Questions on the material
**a)** In the MSG issue on the CSV field error, what field limit does the error message give?
**b)** Continue the MSG issue on the CSV field error from its last sentence.

JaneliaSciComp / msg

Multiplexed Shotgun Genotyping
http://genomics.princeton.edu/AndolfattoLab/MSG.html
11 stars 12 forks source link

Solve CSV field error #45

Open fdchevalier opened 2 years ago

fdchevalier commented 2 years ago

Hi MSG team,

First, thank you for developing/maintaining this pipeline.

We have generated F2 hybrids from a cross between two species. Unfortunately we got scarce data and I am using this pipeline to rebuild genotypes. The genome of these species is ~380 Mb in size with 8 chromosomes (80 Mb max). The current assembly has most of the scaffolds assembled into complete chromosomes and additional tiny scaffolds.

When running the pipeline, I got an error when extracting the reference alleles after filtering for common reads. The error was _csv.Error: field larger than field limit (131072) which is generated when a field exceeds 128 KB of text. While the exact origin of this error is unknown, this could be due to high number of variants on a long chromosome. The proposed solution sets the limit to the maximum possible value.

Data extracts
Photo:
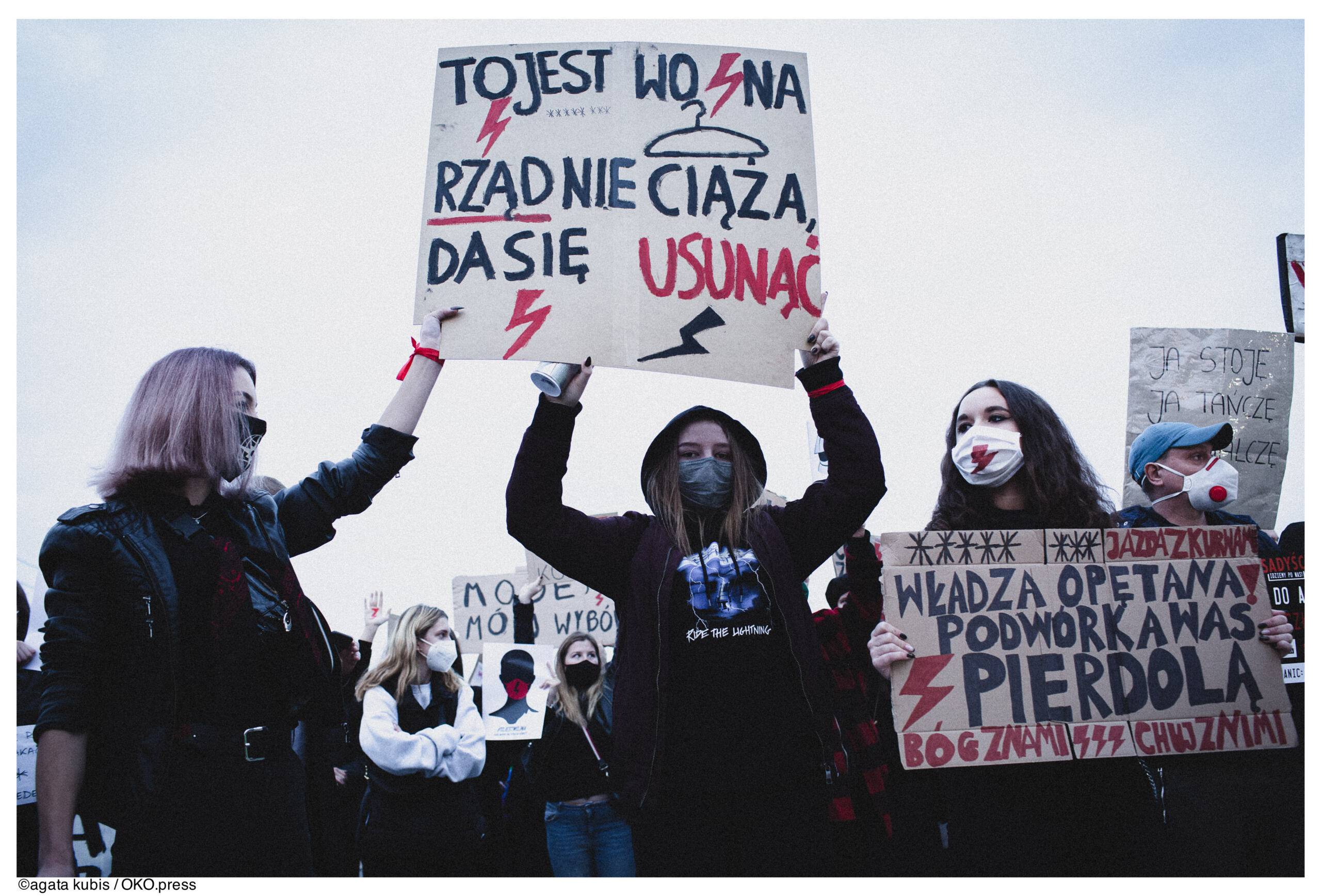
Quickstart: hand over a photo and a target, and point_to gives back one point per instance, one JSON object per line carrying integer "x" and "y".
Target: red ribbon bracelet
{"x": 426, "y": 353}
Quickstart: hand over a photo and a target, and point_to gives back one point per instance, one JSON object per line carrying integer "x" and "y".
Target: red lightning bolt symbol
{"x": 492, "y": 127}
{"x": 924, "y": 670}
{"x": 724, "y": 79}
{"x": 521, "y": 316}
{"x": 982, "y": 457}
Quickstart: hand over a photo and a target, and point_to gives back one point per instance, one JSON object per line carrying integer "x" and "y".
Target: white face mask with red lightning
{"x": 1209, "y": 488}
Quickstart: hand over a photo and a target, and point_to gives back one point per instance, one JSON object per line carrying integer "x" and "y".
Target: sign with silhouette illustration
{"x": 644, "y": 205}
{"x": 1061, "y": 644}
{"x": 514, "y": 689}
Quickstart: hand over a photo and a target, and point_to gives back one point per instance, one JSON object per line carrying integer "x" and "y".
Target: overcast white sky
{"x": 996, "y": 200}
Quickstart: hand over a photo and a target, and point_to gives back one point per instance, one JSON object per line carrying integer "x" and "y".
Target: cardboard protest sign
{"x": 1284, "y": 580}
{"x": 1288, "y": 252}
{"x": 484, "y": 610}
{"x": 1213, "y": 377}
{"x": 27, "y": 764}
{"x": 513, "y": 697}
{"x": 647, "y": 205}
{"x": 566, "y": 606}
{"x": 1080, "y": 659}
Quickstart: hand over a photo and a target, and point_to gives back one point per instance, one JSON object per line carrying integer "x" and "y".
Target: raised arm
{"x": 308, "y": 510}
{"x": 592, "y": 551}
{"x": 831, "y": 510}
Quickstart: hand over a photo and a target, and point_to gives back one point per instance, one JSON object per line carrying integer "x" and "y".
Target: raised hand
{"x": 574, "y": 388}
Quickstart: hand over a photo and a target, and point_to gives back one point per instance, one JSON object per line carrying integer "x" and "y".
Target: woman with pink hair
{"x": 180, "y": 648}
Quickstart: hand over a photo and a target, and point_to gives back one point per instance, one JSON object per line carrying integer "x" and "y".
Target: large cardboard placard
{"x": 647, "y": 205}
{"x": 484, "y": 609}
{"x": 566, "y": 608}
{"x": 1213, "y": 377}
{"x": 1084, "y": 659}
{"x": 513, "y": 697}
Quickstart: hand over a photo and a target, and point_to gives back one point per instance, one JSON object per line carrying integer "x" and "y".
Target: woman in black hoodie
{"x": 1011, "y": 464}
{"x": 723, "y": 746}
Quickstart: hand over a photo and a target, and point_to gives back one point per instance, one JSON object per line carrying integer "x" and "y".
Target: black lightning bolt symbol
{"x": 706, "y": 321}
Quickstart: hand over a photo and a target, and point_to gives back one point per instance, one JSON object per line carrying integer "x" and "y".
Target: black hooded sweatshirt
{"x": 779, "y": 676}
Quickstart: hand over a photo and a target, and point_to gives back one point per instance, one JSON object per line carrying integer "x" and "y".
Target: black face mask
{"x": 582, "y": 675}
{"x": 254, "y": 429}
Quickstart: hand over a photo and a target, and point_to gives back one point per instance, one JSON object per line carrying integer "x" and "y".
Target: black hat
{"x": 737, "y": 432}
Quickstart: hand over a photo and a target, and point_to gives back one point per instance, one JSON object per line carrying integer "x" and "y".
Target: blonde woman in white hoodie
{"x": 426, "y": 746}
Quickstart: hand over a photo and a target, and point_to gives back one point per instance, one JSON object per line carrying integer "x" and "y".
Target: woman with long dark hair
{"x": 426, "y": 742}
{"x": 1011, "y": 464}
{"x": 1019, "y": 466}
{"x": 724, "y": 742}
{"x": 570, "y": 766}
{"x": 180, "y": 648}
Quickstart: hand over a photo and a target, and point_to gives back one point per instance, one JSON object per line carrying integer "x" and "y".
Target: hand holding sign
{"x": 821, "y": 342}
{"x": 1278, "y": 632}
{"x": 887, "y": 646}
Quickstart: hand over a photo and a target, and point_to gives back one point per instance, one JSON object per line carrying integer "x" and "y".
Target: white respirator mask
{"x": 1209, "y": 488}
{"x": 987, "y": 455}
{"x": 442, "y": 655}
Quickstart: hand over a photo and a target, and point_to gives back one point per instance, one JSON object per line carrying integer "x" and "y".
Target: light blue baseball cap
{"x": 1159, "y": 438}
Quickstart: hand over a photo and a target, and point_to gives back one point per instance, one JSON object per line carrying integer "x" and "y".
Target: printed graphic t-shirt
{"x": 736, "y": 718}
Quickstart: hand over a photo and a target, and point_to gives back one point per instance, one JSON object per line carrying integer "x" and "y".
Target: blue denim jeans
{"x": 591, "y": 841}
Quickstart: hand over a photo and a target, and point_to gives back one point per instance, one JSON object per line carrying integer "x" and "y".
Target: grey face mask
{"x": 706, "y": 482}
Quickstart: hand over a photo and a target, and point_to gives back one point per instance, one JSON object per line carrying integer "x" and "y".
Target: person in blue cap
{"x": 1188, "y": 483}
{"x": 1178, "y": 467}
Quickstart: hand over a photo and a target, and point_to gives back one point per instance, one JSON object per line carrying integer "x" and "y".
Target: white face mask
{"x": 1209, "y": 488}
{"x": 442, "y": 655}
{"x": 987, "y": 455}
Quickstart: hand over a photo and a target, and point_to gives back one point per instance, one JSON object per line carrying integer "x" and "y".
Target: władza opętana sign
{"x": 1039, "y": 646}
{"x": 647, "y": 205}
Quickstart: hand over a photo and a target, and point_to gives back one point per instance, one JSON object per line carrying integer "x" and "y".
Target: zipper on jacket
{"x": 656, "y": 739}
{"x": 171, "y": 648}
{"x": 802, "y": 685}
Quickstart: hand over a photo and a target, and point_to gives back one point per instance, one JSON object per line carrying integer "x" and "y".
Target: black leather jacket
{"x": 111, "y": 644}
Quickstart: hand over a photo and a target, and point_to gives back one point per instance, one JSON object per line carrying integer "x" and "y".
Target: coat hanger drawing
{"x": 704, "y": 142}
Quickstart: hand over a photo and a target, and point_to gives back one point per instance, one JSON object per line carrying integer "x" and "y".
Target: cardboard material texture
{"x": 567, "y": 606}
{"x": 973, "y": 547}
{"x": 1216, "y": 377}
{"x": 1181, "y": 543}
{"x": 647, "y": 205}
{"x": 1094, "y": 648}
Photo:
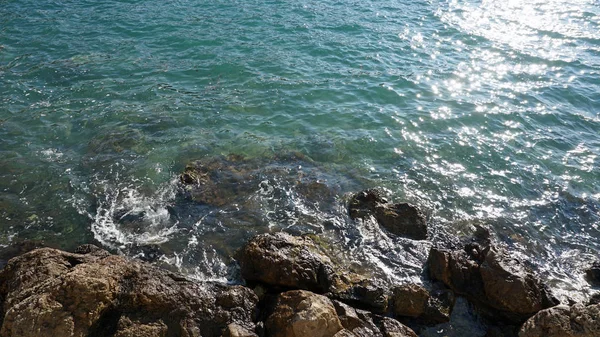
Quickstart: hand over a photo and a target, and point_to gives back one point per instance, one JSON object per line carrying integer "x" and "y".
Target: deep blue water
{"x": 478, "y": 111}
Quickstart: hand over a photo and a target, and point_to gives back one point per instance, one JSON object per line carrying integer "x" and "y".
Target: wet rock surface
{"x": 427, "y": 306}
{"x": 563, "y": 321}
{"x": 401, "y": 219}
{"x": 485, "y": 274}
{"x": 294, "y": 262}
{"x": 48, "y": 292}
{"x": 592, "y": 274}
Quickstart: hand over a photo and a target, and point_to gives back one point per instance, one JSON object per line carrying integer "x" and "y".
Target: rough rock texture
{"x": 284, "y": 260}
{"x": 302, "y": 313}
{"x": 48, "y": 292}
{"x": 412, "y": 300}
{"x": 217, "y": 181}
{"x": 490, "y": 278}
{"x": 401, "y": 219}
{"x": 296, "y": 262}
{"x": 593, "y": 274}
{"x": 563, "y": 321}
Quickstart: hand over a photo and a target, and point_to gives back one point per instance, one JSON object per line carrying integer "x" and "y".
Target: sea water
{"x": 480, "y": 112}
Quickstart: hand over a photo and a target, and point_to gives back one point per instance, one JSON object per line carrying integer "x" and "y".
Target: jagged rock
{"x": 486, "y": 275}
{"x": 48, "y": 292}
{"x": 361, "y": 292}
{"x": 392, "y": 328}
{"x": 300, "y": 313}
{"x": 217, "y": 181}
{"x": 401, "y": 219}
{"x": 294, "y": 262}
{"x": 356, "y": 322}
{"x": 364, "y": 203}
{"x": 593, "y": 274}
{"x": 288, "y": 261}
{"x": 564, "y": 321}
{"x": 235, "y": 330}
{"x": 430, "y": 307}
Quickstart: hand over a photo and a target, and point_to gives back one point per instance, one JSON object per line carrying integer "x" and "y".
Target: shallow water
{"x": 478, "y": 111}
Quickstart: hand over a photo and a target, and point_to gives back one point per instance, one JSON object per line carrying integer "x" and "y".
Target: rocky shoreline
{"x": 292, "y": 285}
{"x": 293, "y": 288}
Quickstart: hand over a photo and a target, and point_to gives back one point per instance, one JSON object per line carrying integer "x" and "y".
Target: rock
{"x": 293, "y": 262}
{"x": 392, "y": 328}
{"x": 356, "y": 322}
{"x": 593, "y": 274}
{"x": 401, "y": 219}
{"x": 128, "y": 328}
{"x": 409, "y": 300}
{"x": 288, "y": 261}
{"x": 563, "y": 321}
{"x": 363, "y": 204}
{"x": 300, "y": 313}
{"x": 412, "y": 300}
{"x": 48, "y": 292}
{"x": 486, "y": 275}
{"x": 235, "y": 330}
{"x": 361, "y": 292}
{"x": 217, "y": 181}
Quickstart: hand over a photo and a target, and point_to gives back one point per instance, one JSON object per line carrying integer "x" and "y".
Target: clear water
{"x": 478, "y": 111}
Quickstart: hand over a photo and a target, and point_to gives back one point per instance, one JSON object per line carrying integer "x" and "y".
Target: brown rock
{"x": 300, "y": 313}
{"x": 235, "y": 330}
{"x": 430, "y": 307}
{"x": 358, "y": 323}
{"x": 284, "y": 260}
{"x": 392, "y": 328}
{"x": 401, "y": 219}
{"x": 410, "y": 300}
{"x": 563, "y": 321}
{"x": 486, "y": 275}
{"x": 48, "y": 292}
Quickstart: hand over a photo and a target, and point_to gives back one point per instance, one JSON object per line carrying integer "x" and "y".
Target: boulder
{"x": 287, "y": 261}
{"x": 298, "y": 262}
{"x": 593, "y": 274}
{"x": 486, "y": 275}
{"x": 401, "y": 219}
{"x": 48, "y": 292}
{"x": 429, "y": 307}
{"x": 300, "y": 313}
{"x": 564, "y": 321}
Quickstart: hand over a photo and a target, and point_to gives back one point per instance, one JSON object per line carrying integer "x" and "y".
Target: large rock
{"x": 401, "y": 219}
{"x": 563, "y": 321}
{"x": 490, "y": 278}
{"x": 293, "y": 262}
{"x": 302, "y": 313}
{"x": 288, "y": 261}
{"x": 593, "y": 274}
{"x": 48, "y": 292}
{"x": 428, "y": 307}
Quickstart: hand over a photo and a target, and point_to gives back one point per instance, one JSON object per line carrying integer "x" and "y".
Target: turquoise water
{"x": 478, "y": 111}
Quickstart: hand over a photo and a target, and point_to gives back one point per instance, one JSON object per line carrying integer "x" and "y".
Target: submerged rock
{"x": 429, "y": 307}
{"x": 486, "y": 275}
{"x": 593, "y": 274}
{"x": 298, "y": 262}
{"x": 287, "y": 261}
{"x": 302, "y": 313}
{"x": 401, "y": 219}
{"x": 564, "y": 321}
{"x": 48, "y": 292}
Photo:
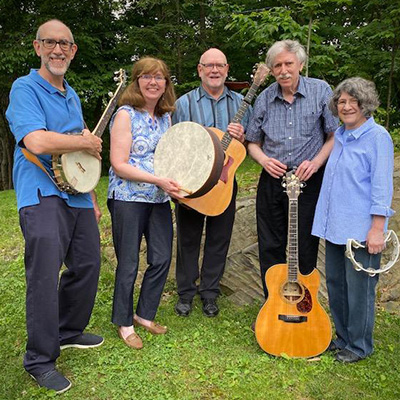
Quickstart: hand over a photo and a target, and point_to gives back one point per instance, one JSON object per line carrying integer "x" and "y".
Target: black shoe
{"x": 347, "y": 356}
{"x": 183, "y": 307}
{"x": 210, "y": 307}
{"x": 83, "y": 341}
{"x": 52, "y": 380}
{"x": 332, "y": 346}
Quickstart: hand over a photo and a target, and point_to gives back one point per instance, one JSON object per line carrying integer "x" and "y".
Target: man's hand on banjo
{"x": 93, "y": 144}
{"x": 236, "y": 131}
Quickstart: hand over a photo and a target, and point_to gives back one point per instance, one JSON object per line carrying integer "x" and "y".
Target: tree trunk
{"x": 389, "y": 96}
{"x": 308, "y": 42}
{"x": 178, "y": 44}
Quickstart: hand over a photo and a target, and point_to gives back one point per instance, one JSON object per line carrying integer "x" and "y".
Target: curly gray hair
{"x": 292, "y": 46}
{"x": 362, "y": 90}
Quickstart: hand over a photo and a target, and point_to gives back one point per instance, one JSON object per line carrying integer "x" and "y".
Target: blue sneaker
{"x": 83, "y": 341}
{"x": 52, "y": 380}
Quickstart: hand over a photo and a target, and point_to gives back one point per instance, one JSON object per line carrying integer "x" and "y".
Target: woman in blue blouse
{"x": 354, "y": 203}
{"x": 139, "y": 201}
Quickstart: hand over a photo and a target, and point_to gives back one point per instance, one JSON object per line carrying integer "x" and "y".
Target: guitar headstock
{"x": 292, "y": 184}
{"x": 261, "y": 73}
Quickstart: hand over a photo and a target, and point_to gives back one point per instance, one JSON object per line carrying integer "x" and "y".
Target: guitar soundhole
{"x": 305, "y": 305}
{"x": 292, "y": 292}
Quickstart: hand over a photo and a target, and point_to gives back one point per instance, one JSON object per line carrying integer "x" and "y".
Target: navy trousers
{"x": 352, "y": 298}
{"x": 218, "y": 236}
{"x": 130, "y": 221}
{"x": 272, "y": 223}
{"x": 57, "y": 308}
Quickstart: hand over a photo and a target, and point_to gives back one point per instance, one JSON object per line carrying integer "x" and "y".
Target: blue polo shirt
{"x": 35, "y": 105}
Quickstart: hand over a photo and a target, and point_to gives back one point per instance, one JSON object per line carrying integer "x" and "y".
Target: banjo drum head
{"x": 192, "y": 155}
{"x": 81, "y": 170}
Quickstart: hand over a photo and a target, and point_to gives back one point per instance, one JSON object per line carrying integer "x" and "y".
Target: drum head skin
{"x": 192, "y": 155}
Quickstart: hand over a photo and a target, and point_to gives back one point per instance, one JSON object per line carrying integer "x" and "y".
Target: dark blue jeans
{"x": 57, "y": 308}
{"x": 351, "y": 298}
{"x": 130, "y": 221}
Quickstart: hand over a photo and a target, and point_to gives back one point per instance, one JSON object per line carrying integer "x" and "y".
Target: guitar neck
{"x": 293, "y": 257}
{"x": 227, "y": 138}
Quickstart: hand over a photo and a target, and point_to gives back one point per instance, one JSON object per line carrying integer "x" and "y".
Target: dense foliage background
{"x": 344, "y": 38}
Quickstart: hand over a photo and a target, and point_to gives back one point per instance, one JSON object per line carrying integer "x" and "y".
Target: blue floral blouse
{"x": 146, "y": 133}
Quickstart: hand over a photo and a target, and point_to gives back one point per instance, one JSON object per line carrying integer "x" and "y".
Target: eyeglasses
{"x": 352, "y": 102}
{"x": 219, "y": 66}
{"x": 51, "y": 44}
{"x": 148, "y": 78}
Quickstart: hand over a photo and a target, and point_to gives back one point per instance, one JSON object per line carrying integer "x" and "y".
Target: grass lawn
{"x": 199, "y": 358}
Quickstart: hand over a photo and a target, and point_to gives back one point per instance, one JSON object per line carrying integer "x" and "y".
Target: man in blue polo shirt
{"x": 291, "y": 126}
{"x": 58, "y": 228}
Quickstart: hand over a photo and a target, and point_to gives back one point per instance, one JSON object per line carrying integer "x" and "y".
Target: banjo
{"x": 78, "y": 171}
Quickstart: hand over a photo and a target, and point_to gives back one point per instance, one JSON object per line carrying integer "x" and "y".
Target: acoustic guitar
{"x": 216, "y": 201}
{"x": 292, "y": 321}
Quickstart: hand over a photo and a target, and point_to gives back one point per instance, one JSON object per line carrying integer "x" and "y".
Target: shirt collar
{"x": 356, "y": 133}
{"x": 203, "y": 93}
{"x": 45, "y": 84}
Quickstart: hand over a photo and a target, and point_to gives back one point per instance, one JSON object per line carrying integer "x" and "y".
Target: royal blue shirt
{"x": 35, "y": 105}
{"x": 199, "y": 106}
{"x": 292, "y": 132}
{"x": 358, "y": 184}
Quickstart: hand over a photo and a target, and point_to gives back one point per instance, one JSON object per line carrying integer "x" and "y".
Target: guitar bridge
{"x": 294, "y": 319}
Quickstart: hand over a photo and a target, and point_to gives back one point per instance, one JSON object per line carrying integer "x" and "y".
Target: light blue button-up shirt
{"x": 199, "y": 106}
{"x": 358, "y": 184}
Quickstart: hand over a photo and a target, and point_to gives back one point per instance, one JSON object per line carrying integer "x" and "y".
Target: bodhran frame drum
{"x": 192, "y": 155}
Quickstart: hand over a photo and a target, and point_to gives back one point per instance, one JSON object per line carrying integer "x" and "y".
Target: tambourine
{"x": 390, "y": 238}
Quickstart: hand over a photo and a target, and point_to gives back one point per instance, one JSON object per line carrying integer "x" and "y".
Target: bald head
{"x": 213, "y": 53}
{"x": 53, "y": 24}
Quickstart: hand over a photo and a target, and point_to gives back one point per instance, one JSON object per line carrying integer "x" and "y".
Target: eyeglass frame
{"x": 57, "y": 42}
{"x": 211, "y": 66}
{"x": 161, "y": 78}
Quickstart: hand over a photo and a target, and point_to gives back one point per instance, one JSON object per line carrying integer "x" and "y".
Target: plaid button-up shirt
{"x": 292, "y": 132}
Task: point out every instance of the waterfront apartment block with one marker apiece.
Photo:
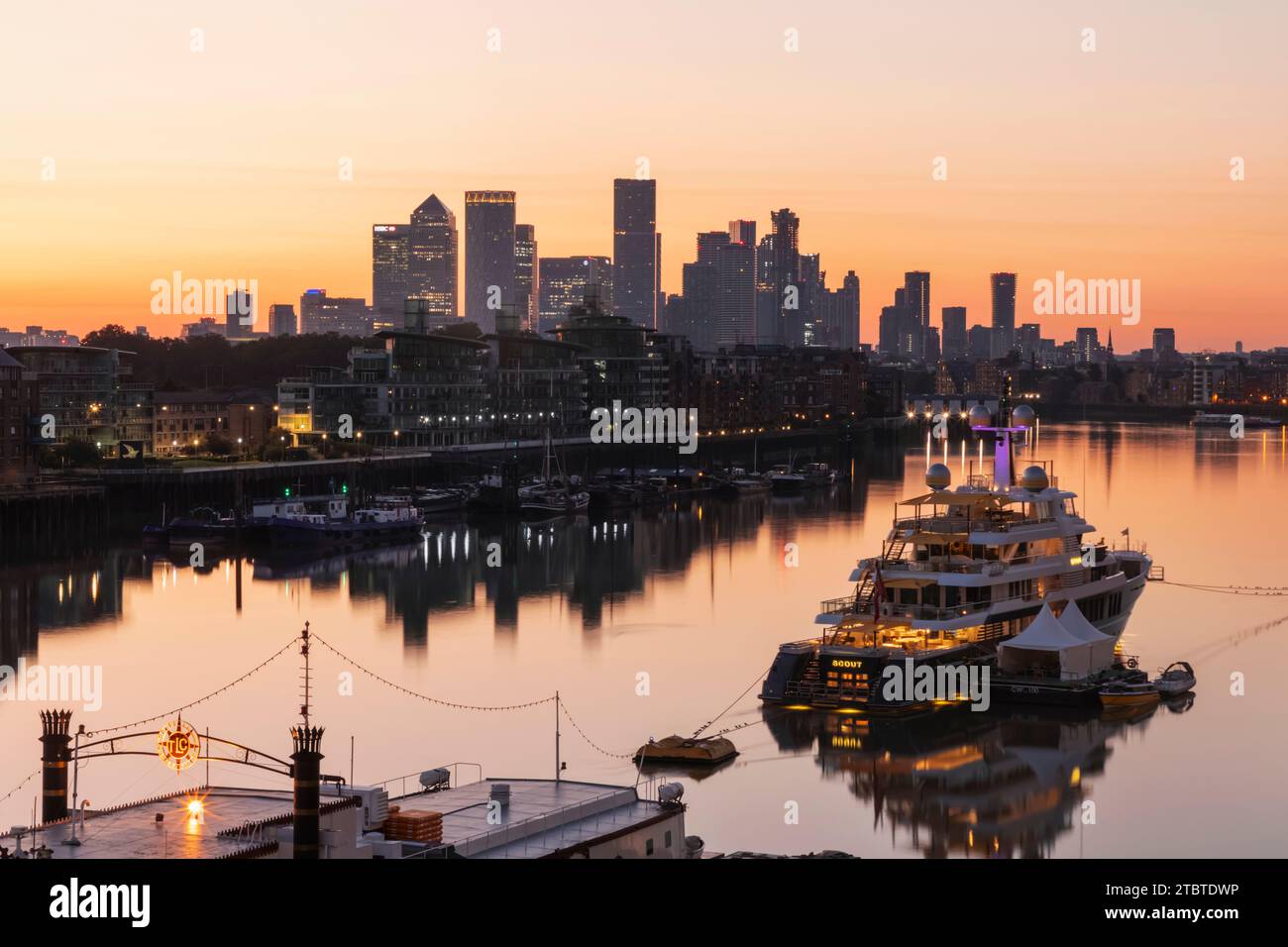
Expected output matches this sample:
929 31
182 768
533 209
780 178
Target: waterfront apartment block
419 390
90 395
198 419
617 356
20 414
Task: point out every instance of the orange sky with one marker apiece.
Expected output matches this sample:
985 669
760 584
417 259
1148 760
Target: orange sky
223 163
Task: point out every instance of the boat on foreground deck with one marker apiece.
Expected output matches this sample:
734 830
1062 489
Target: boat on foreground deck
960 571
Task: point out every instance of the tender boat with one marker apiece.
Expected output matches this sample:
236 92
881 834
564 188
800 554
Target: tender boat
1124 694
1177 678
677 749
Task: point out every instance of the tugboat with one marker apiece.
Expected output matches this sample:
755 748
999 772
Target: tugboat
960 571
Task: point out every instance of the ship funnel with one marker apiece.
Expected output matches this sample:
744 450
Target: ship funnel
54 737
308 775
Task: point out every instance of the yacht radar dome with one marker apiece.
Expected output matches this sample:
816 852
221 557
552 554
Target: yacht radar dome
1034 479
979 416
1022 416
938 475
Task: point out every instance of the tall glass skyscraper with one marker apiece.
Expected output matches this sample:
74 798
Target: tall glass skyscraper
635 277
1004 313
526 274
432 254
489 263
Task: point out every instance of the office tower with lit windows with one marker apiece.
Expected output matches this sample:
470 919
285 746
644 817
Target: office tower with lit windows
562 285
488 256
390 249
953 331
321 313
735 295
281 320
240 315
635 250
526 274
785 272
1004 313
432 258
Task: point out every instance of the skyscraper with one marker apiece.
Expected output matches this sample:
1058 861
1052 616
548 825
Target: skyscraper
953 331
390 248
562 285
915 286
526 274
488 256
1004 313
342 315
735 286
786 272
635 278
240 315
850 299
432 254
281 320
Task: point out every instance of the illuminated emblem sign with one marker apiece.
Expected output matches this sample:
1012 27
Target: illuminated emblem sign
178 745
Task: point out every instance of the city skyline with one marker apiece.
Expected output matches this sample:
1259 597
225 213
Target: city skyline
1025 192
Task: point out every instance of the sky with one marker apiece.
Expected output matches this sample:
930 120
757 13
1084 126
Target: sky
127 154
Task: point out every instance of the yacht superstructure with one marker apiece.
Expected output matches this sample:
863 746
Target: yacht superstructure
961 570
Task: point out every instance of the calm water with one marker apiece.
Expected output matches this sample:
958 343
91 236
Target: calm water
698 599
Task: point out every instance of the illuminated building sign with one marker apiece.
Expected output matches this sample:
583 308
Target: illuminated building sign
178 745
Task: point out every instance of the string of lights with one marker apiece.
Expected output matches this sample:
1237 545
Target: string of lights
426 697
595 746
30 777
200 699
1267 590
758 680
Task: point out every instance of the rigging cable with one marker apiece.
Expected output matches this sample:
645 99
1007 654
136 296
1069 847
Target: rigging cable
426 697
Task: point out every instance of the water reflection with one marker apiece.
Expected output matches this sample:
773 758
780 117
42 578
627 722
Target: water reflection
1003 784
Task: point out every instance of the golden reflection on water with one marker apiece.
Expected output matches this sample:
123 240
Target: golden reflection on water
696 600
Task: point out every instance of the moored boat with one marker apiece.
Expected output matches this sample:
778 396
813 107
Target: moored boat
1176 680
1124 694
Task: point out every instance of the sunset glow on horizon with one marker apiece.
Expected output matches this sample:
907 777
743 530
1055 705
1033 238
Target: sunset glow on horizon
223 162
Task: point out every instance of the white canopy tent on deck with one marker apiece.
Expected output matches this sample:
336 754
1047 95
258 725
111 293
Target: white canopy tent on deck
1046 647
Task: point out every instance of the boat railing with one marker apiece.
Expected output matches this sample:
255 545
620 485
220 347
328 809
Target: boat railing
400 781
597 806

Answers for each item
**a)** 131072

**b)**
Let me know if you need more information.

dstern commented 2 years ago

This script is run only if you set pepthresh in msg.cfg. We have rarely used this option and therefore not entirely debugged. It is not necessary for pipeline. Recommend commenting out pepthresh and seeing if pipeline completes. Also, if you have many small scaffolds, probably not useful to run all scaffolds. Huge I/O burden to running all scaffolds. You will find pipeline runs MUCH faster if you ignore small scaffolds. In msg.cfg, set chroms=all to the chromosomes you want to analyze. For example, in Drosophila, chroms = 2L,2R,3L,3R,4,X

fdchevalier commented 2 years ago

Thank you @dstern for the quick answer.

I indeed use pepthresh because it is in the toy example. I don't know what this does and it is not documented in the readme. So if this is not critical/useful, might be good to comment it in the example.

Regarding the small scaffolds, I should probably remove (some of) them indeed. We still have some of decent size (N90 is 25 Mb). So what would be your recommendation based on size.

Thank you.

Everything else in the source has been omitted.